EXERCISE REQUIREMENTS: Use the entries below and reproduce exactly the lines from the one containing "output x=80, y=93." down to the one containing "output x=8, y=20.", both of them included.
-------- DATA EXCERPTS
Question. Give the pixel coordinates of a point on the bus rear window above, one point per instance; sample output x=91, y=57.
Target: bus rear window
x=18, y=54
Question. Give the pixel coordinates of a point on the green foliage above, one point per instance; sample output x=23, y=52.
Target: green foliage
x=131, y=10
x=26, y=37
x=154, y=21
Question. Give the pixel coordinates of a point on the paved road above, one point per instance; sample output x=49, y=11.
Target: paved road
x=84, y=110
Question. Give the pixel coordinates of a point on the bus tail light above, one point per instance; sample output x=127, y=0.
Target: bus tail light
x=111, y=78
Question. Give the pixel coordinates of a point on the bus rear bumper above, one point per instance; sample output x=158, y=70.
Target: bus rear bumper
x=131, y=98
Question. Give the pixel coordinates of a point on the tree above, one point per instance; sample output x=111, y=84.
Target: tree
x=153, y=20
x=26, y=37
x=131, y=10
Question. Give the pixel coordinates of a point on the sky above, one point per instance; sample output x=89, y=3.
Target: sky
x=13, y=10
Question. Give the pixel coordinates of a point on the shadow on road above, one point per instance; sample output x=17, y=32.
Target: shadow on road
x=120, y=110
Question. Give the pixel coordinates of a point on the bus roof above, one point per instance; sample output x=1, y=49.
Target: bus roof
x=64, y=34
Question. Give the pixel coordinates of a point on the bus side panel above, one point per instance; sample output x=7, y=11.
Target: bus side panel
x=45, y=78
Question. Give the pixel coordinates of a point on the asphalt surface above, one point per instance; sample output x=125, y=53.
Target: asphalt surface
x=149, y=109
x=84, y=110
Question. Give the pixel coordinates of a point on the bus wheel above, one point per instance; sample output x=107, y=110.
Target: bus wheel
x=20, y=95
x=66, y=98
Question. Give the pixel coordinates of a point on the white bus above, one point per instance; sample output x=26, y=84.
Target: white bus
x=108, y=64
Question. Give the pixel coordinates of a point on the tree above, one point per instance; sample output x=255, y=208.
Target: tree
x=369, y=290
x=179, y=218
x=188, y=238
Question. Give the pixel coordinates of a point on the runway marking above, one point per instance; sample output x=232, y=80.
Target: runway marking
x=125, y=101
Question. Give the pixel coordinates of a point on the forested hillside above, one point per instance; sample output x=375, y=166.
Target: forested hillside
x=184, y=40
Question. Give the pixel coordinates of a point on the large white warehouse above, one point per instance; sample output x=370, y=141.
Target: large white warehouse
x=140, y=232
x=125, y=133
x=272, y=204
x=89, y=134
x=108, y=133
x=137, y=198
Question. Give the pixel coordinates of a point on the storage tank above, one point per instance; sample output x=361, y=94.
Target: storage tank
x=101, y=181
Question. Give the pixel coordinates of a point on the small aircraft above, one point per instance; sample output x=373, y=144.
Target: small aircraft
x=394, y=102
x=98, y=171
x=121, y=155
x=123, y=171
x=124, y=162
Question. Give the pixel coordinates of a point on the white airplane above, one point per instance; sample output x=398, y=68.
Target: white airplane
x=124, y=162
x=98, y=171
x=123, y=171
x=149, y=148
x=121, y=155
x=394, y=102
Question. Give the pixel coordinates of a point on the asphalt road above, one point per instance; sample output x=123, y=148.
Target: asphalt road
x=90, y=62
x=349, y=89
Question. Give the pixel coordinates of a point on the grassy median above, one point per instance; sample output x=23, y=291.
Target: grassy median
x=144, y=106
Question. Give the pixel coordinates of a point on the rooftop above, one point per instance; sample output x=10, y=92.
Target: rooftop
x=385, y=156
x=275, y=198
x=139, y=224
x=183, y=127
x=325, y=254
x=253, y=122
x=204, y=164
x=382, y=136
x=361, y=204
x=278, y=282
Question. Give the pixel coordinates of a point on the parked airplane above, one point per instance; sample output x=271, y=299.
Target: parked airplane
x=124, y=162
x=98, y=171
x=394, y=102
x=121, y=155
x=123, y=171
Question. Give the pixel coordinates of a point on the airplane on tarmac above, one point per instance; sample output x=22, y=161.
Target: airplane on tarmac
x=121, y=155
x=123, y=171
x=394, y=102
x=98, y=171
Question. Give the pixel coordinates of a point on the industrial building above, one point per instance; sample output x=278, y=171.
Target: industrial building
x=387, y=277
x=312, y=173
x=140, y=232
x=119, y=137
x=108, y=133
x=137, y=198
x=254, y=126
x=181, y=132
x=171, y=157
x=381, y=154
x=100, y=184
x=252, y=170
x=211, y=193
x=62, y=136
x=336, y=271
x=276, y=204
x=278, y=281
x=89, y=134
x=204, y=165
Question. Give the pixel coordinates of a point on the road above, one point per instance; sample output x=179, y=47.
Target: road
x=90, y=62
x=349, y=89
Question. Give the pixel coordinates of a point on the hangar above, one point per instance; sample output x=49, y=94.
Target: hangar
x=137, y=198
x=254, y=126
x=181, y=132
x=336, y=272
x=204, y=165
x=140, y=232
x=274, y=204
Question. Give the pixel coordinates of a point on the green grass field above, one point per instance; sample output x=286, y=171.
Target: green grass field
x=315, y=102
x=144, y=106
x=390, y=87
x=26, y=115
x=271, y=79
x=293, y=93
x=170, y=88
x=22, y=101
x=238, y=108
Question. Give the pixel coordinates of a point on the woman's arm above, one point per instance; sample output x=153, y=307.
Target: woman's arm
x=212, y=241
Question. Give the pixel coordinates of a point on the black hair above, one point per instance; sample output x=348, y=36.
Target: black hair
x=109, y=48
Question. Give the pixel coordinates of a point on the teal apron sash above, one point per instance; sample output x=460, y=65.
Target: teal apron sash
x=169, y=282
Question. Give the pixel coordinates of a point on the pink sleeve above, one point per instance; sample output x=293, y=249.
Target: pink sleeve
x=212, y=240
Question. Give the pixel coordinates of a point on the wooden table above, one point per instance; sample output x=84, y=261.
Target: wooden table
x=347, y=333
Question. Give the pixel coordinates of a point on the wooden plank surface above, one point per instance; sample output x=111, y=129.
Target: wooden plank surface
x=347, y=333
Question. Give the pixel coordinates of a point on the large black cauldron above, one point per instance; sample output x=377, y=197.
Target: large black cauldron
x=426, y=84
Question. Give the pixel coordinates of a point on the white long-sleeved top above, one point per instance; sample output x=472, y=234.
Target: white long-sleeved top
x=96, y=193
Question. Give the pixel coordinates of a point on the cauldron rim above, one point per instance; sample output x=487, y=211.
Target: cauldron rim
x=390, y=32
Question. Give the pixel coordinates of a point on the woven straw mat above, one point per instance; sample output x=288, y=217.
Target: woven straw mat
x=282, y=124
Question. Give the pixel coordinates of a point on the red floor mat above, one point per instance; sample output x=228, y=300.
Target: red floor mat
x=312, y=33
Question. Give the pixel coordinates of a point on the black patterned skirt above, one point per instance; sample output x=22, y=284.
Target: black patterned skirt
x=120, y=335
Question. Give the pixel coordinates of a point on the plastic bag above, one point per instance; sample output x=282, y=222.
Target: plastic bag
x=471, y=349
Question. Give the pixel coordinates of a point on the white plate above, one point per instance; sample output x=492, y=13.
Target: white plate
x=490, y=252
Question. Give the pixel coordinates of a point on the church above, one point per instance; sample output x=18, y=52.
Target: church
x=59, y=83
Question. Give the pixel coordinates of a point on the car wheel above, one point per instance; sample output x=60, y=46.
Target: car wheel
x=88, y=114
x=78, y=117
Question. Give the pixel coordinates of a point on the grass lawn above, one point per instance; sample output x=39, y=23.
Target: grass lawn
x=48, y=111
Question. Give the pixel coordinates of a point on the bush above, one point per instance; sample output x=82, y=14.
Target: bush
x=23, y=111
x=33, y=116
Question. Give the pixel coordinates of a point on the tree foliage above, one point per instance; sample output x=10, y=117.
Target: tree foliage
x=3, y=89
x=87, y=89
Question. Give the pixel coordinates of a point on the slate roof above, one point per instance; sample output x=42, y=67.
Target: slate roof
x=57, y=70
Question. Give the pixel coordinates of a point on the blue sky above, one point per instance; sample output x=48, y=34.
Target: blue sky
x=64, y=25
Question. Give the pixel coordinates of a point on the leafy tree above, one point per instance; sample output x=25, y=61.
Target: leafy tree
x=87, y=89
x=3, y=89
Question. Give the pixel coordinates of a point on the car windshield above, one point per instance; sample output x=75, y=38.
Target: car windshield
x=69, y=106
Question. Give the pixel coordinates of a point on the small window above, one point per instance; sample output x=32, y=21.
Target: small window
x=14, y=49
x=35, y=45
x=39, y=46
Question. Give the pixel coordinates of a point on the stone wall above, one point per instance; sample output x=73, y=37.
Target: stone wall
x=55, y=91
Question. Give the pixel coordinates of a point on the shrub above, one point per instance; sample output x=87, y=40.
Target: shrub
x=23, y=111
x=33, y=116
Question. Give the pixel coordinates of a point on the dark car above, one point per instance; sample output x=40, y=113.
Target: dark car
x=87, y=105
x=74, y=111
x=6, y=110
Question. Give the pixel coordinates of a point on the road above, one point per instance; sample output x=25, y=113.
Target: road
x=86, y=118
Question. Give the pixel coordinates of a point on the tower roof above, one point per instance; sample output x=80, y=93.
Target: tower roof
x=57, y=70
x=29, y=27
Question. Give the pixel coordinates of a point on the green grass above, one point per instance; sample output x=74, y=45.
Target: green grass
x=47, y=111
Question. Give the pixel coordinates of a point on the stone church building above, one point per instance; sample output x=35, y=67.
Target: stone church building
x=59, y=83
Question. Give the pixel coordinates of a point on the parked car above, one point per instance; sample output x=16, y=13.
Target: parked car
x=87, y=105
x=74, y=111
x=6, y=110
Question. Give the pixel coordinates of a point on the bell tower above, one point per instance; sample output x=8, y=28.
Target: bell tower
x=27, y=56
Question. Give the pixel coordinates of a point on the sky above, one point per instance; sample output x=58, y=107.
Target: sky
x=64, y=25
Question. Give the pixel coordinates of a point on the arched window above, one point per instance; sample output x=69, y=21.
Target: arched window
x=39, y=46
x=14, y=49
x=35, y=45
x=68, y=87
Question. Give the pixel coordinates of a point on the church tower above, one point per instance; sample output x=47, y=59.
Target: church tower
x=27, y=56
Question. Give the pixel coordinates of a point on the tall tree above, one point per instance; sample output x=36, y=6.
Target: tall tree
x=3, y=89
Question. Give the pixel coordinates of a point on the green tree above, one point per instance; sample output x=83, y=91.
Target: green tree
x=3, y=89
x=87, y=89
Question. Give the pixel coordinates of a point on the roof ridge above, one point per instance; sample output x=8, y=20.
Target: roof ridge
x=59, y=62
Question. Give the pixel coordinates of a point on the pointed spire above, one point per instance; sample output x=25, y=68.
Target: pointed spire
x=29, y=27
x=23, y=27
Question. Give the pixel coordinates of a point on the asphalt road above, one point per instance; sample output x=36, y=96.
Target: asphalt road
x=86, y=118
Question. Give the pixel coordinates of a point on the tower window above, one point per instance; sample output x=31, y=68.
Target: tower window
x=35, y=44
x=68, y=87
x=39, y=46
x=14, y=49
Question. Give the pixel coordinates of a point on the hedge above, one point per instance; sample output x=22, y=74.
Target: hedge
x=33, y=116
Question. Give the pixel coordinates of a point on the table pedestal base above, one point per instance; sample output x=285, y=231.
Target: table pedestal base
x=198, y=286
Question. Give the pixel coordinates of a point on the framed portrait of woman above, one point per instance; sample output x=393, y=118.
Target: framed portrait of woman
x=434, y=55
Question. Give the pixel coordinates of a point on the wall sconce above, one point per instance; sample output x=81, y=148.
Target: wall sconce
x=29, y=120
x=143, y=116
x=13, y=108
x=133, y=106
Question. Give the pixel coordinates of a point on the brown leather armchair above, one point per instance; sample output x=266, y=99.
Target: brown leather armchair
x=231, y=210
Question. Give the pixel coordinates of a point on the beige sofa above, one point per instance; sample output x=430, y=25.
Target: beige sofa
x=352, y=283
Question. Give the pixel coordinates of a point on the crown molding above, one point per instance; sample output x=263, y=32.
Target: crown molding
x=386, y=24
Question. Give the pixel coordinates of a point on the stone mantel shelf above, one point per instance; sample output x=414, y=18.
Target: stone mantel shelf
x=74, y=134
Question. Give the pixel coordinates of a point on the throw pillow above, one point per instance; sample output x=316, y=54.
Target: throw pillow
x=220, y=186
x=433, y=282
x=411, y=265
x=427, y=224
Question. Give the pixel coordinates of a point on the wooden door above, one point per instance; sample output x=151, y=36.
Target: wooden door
----------------
EXERCISE OUTPUT:
Question. Give the pixel coordinates of a point on the tower roof above, one point per instance; sample output x=80, y=93.
Target: tower roof
x=57, y=70
x=29, y=27
Question. Give the pixel coordinates of a point on the green grass above, one point per instance; sample output x=74, y=45.
Target: green grass
x=47, y=111
Question. Give the pixel coordinates of a point on the stone church building above, one point per instance; sample output x=35, y=67.
Target: stone church building
x=59, y=83
Question. Give the pixel coordinates of a point on the parked car above, one point per instance; sample output x=16, y=13.
Target: parked car
x=87, y=105
x=74, y=111
x=6, y=110
Question. Give the pixel coordinates of a point on the bell tower above, one point per instance; sample output x=8, y=28.
Target: bell tower
x=27, y=56
Question. Give the pixel coordinates of a point on the sky above, one point per instance; sample output x=58, y=107.
Target: sky
x=64, y=25
Question. Give the pixel coordinates of a point on the arched window above, one point per instance; sample output x=69, y=21.
Target: arched window
x=39, y=46
x=14, y=49
x=35, y=45
x=68, y=87
Question. Give the pixel coordinates of a point on the church tower above, one point per instance; sample output x=47, y=59.
Target: church tower
x=27, y=56
Question. Give the pixel coordinates of a point on the tall tree above, one point per instance; sample output x=36, y=6.
Target: tall tree
x=3, y=89
Question. Give the pixel coordinates of a point on the green tree above, one point per instance; sample output x=83, y=91.
Target: green tree
x=3, y=89
x=87, y=89
Question. Give the pixel coordinates of a point on the roof ridge above, one point per instance; sample output x=8, y=20.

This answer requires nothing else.